§ **EXTRACTED MATERIAL**:

┌────────

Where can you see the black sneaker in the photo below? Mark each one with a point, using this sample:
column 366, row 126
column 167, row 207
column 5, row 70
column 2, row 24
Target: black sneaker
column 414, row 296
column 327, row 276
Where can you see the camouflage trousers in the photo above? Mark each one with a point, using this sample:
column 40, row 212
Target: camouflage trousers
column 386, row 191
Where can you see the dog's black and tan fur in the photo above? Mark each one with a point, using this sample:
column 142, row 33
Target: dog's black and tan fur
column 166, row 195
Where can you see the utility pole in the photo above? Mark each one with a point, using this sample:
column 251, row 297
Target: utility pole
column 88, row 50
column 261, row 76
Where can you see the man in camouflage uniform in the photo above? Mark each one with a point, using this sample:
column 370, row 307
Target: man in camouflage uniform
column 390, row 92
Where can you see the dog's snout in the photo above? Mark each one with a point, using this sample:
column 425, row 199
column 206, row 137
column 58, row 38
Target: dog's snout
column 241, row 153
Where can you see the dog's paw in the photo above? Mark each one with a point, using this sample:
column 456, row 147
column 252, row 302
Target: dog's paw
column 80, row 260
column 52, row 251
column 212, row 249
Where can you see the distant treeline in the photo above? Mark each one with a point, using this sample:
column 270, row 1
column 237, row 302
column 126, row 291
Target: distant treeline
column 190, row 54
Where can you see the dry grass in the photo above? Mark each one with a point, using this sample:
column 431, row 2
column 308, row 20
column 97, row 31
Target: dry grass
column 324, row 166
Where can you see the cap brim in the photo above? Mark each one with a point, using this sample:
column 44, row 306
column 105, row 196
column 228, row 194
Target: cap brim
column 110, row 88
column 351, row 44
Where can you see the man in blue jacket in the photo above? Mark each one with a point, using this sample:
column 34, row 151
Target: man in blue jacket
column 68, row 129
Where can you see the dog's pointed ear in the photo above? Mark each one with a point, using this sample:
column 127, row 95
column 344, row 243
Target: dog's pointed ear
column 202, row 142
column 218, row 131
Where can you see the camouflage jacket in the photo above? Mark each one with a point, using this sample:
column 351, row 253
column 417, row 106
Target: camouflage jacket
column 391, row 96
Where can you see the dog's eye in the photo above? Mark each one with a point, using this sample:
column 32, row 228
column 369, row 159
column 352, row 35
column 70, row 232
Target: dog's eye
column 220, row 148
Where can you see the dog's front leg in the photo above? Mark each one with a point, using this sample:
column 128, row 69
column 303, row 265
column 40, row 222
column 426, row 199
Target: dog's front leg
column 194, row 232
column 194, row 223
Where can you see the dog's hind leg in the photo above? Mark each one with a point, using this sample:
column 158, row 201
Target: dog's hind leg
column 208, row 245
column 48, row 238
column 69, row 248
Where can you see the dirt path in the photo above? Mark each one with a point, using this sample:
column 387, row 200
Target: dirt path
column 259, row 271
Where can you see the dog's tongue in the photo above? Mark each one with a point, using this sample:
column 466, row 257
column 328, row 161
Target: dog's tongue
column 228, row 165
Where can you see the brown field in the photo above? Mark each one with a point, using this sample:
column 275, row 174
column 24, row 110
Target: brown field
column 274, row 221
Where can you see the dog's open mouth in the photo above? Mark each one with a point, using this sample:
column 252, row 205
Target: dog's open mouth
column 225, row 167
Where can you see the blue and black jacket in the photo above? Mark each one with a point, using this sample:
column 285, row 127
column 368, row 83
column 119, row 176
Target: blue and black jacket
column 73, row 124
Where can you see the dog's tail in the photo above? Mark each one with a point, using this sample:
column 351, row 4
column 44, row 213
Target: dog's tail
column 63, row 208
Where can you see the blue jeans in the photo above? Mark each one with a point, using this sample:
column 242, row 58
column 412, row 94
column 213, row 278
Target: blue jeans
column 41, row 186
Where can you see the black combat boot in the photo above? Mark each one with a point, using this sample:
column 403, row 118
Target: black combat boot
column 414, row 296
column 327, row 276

└────────

§ **WHAT IS ASKED**:
Express the lines between the one holding "Where can you see the camouflage jacket" and the one holding "column 391, row 96", inclusive, as a Markdown table with the columns Number and Line, leaving out blank lines.

§ **IN RESPONSE**:
| Number | Line |
|---|---|
| 1 | Where can you see the camouflage jacket in the photo above? Mark each one with a point, using this sample: |
| 2 | column 351, row 253 |
| 3 | column 417, row 106 |
| 4 | Target: camouflage jacket |
| 5 | column 391, row 96 |